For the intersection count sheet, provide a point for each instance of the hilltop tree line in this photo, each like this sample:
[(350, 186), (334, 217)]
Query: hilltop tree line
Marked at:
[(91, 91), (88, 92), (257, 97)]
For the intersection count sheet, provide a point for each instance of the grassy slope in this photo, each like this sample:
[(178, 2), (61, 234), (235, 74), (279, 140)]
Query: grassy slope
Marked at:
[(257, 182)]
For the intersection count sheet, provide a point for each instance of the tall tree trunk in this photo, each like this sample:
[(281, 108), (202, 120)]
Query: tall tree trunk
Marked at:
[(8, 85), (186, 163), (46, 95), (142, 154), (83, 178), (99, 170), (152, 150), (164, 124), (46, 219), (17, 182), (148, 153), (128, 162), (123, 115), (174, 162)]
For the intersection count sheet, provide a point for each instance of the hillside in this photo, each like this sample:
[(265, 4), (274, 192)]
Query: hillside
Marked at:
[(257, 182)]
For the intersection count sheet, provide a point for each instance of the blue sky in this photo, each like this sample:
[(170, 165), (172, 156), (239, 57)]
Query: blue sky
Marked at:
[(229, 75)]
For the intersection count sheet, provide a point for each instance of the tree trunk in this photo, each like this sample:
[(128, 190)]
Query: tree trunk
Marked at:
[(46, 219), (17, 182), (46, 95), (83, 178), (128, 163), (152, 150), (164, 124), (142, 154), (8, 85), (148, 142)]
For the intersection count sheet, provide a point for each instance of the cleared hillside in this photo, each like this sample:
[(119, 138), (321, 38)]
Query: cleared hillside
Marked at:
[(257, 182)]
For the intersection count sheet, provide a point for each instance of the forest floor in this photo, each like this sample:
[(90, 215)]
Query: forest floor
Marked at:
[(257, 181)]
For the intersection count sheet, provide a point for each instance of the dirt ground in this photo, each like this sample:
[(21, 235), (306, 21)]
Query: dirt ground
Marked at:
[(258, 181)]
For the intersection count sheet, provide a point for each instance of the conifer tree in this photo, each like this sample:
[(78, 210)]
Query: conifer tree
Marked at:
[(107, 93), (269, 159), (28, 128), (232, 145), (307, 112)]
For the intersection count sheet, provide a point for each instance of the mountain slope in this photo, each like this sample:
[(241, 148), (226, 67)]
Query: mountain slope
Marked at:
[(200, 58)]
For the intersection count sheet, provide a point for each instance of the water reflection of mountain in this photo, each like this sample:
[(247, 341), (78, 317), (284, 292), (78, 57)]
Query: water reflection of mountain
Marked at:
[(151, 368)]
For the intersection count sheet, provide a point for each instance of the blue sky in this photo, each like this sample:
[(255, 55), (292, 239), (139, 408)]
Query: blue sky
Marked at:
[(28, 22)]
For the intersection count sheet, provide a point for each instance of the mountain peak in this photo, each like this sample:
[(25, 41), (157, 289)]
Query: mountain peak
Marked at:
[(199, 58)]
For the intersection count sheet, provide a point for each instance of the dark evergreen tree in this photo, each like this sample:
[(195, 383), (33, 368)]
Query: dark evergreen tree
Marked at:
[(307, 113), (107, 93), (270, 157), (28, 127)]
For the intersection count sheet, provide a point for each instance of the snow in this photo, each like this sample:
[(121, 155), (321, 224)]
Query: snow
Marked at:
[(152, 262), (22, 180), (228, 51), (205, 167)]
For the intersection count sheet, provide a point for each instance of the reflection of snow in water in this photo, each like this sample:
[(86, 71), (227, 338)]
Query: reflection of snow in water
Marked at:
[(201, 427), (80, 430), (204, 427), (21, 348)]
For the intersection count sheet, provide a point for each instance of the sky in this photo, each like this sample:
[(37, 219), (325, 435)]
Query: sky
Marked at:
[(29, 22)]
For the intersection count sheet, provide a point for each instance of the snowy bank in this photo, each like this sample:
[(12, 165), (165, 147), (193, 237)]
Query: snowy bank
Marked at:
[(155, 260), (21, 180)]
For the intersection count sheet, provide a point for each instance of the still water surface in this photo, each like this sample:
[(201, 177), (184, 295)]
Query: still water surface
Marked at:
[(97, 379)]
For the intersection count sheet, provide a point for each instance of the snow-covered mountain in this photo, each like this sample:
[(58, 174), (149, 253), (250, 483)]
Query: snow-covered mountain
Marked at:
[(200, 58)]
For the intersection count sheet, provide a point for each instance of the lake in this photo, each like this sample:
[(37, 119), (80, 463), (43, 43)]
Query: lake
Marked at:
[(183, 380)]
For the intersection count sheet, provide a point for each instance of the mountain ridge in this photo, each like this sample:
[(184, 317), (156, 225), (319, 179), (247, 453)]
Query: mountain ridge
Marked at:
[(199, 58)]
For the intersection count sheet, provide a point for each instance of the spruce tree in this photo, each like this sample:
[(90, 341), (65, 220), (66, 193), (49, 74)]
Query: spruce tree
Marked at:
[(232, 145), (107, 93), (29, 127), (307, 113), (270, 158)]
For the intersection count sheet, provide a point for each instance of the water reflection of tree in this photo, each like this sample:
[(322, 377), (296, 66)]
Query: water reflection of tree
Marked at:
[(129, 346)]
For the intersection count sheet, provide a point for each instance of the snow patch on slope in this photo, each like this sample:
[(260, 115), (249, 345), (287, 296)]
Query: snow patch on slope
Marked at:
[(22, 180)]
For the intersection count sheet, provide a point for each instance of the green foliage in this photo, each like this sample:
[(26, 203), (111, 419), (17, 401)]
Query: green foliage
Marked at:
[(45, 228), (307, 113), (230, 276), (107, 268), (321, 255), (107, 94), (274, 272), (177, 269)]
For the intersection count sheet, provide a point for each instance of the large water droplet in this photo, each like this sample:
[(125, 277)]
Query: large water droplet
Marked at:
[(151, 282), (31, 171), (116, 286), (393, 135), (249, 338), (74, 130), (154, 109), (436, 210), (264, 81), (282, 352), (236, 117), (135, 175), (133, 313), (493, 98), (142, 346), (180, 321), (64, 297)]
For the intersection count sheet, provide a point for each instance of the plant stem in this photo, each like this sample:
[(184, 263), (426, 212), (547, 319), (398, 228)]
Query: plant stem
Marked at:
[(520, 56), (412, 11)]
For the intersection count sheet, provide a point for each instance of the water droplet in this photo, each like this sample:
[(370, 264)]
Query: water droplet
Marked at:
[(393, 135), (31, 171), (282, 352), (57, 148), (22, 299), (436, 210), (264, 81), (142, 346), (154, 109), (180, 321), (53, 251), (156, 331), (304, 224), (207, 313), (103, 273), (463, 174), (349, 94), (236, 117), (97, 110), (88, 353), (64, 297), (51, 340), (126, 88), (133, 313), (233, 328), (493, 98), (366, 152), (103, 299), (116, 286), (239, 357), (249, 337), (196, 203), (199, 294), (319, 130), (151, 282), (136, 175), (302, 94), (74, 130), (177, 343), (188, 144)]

==*==

_What you are asked to do_
Could you copy all of the lines above verbatim, without changing a single character?

_Solution_
For the intersection count sheet, provide a point for each instance of the hilltop tree line in this photo, each like this sample:
[(350, 186), (334, 217)]
Query: hilltop tree line
Marked at:
[(91, 91), (88, 92), (257, 97)]
For the intersection count sheet, provide a point for each instance of the grassy slope in this photo, each like this sample:
[(178, 2), (61, 234), (235, 74), (279, 140)]
Query: grassy slope
Marked at:
[(257, 182)]
For the intersection count sheet, provide a point for each instance of the tall tree trunk in this photo, each like this sample:
[(281, 108), (202, 120)]
Query: tall tree trunk
Marked at:
[(8, 85), (186, 163), (46, 95), (142, 154), (83, 178), (99, 170), (152, 150), (164, 124), (46, 219), (17, 182), (148, 153), (128, 162), (123, 115), (174, 162)]
For the intersection count sheet, provide a point for each instance of the hillside in this photo, each like this sample:
[(265, 4), (274, 192)]
Query: hillside
Marked at:
[(257, 182)]
For the intersection count sheet, provide a point for each instance of the blue sky in this photo, each like this sample:
[(170, 165), (172, 156), (239, 57)]
Query: blue sky
Marked at:
[(229, 75)]
For the intersection count sheet, provide a point for each instance of the tree trunk in this photo, each like this sample:
[(128, 190)]
Query: tree trunk
Marked at:
[(46, 219), (17, 182), (46, 95), (83, 178), (128, 163), (152, 150), (164, 124), (142, 154), (8, 85), (148, 142)]
For the intersection count sheet, provide a point for each instance of the cleared hillside in this photo, each like this sample:
[(119, 138), (321, 38)]
Query: cleared hillside
Marked at:
[(257, 182)]
For the intersection count sheet, provide a point for each instance of the forest floor in this photo, each like this sample:
[(90, 215)]
Query: forest floor
Marked at:
[(257, 181)]
For the intersection count sheet, provide a point for each instance of the dirt ground in this photo, each like this sample:
[(21, 235), (306, 21)]
Query: dirt ground
Marked at:
[(258, 181)]
For the intersection count sheet, provide a point for each instance of the conifer tree in this photo, each like this sample:
[(78, 210)]
Query: conifer tree
Marked at:
[(107, 93), (269, 159), (28, 128), (232, 145), (307, 112)]
For the intersection count sheet, provide a point for each instance of the mountain slope in this photo, each like this sample:
[(241, 148), (226, 67)]
Query: mountain slope
Marked at:
[(200, 58)]
For the intersection count sheet, provide a point for each instance of the water reflection of mountain in this photo, each like this sample:
[(247, 341), (78, 317), (284, 292), (78, 57)]
Query: water reflection of mountain
Marked at:
[(151, 368)]
For the intersection count sheet, provide a point for each instance of the blue sky in this photo, each like this sample:
[(255, 55), (292, 239), (139, 408)]
Query: blue sky
Marked at:
[(28, 22)]
For the intersection count sheet, provide a point for each instance of the mountain peak in this photo, each like this sample:
[(25, 41), (157, 289)]
Query: mountain peak
Marked at:
[(199, 58)]
For the intersection count sheet, provide a point for each instance of the dark evergreen tree in this photo, each like this sample:
[(195, 383), (33, 368)]
Query: dark evergreen tree
Marked at:
[(307, 113), (107, 93), (270, 157), (28, 127)]
For the intersection count sheet, provide a point for each instance of the snow in this photo, each like this sample:
[(121, 155), (321, 224)]
Query: snow
Marked at:
[(152, 262), (22, 180), (228, 51), (205, 167)]
For the intersection count sheet, provide a point for each instance of the reflection of snow in water in this photo, each like this sample:
[(86, 71), (227, 338)]
Query: reflection of snow in water
Marked at:
[(201, 427), (80, 430), (204, 427), (21, 348)]
For the intersection count sheet, provide a point for each instance of the sky in this photo, each like this sample:
[(37, 219), (325, 435)]
Query: sky
Marked at:
[(29, 22)]
For the intersection count sheet, provide a point for each instance of the snowy bank in this photo, each like this sample:
[(12, 165), (165, 147), (193, 237)]
Query: snowy bank
Marked at:
[(155, 260), (21, 180)]
For the intersection count sheet, provide a point for each instance of the still water surface in this photo, each like this sample:
[(201, 177), (184, 295)]
Query: still water surface
Marked at:
[(97, 379)]
For the intersection count sheet, provide a point for each instance of the snow-covered mountain in this photo, each like this sample:
[(58, 174), (149, 253), (250, 483)]
Query: snow-covered mountain
Marked at:
[(200, 58)]
For the intersection count sheet, provide a point for each instance of the lake in this photo, each like this sample:
[(37, 119), (80, 463), (43, 43)]
Query: lake
Marked at:
[(183, 380)]
For the intersection count sheet, provide a point for each instance of the mountain ridge in this photo, each like this sample:
[(184, 317), (156, 225), (319, 179), (247, 453)]
Query: mountain ridge
Marked at:
[(199, 58)]
For the intersection count sheet, provide a point for each instance of the spruce tree in this photo, each like this sample:
[(90, 341), (65, 220), (66, 193), (49, 74)]
Query: spruce tree
Marked at:
[(232, 145), (107, 93), (29, 127), (307, 113), (270, 158)]
For the intersection count sheet, provide a point for each instance of the water reflection of tree in this photo, each like this sample:
[(322, 377), (296, 66)]
Query: water reflection of tree
Marked at:
[(129, 346)]
For the intersection count sheet, provide a point for each instance of the snow patch on slope in this photo, each like this sample:
[(260, 115), (249, 345), (287, 296)]
Query: snow patch on slope
Marked at:
[(22, 180)]
For the intersection count sheet, provide a point for each instance of the green foliage in this photo, each like this sample:
[(26, 203), (111, 419), (17, 401)]
Query: green foliage
Marked at:
[(45, 228), (307, 113), (230, 276), (107, 268), (321, 255), (107, 94), (274, 272), (177, 269)]
For the intersection count sheet, provide a point for each instance of the large water droplet in this photo, each like this sample:
[(125, 277)]
Query: large water droplet
Marked at:
[(151, 282), (31, 171), (116, 286), (393, 135), (249, 338), (74, 130), (154, 109), (436, 210), (264, 81), (282, 352), (236, 117), (135, 175), (133, 313), (493, 98), (142, 346), (180, 321), (64, 297)]
For the intersection count sheet, provide a point for each instance of the plant stem in this photo, each like this sample:
[(184, 263), (426, 212), (547, 319), (398, 228)]
Query: plant stem
Marked at:
[(520, 56), (412, 11)]
For the intersection count sheet, provide a point for each instance of the water droplet in this photo, each like this sample:
[(370, 264)]
Query: water droplet
Marked at:
[(393, 135), (31, 171), (282, 352), (57, 148), (22, 299), (436, 210), (264, 81), (142, 346), (154, 109), (180, 321), (53, 251), (156, 331), (304, 224), (207, 313), (103, 273), (463, 174), (349, 94), (236, 117), (97, 110), (88, 353), (64, 297), (51, 340), (126, 88), (133, 313), (233, 328), (493, 98), (366, 152), (103, 299), (116, 286), (239, 357), (249, 337), (196, 203), (199, 294), (319, 130), (151, 282), (136, 175), (302, 94), (74, 130), (177, 343), (188, 144)]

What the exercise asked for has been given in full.